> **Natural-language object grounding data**
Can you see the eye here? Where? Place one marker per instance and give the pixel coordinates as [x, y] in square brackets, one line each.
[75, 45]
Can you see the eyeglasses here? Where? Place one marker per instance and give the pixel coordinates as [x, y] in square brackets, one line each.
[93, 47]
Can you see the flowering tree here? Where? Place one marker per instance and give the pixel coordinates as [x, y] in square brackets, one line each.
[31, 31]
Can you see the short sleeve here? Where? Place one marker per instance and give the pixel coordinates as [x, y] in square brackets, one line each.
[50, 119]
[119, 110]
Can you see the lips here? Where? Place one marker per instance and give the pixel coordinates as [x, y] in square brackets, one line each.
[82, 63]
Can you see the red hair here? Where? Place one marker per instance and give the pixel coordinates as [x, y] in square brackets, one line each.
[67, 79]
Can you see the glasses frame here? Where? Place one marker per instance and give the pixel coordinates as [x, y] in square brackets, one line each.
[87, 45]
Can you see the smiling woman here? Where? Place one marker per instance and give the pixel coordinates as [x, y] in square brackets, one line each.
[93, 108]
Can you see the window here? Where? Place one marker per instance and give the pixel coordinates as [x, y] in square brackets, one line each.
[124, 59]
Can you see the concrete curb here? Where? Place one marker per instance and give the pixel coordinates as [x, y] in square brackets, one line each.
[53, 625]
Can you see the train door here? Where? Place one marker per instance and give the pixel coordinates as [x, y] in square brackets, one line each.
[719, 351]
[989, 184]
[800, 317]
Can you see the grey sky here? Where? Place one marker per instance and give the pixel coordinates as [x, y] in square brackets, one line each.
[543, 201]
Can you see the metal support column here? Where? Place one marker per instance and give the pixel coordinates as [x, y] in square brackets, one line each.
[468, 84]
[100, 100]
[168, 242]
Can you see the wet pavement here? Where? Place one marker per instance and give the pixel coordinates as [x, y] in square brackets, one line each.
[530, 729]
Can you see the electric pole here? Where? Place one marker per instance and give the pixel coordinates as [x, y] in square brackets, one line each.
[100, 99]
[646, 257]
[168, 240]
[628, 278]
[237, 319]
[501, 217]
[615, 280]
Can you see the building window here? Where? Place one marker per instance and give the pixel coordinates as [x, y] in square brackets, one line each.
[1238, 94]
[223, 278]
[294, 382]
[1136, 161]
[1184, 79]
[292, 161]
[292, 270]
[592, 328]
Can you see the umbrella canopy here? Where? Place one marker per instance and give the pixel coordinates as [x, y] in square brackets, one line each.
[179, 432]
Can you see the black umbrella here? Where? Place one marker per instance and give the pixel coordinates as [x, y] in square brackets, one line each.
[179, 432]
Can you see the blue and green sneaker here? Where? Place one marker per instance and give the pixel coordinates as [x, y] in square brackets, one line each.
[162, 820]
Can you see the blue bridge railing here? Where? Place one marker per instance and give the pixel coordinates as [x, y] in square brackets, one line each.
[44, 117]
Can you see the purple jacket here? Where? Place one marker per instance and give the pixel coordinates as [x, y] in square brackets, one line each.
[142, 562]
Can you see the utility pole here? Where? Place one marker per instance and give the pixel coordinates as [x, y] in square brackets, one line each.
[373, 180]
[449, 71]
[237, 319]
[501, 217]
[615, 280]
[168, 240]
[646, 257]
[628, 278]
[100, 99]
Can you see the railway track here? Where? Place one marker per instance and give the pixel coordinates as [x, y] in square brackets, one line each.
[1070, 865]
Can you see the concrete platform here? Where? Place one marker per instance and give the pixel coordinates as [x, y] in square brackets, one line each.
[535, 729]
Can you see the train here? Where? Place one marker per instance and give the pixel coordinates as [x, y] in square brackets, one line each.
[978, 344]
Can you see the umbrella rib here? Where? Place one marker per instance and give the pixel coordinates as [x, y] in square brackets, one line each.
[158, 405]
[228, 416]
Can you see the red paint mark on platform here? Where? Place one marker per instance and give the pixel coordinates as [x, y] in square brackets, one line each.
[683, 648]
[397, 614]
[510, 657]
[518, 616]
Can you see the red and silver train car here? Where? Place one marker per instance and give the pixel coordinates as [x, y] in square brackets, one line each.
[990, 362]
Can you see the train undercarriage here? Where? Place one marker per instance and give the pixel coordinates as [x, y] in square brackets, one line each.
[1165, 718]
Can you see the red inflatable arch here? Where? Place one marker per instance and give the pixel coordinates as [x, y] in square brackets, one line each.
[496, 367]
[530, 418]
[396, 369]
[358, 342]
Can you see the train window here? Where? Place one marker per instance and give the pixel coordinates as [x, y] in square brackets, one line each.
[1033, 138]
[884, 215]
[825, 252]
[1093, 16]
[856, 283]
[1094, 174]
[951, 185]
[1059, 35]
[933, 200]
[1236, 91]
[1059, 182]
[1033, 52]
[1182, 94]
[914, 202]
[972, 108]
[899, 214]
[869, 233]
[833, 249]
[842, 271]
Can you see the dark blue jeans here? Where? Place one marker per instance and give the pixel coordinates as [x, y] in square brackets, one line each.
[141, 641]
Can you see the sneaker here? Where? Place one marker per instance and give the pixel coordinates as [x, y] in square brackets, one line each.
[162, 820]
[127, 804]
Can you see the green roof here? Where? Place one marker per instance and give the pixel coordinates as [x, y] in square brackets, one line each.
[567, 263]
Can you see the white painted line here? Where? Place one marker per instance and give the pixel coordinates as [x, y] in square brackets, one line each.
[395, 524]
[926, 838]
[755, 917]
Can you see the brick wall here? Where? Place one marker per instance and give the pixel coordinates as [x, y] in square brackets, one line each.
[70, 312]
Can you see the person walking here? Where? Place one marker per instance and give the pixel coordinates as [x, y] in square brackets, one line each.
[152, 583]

> **What is being asked**
Search the data for "Can you see the white". Beginning with that line, set down every line through the last exactly.

> **Exercise response**
Can you see the white painted line here? Where? Place one marker per instance and give the pixel coordinates as [x, y] in square brackets, one line each.
[395, 524]
[926, 838]
[755, 917]
Can you see the brick wall here? Where? Place one marker per instance and give the pixel coordinates as [x, y] in square brackets, one line each.
[70, 312]
Can you see the person walking here? Where? Place one marker per instance and give the pixel coordinates as [x, y] in square brackets, one line each.
[152, 583]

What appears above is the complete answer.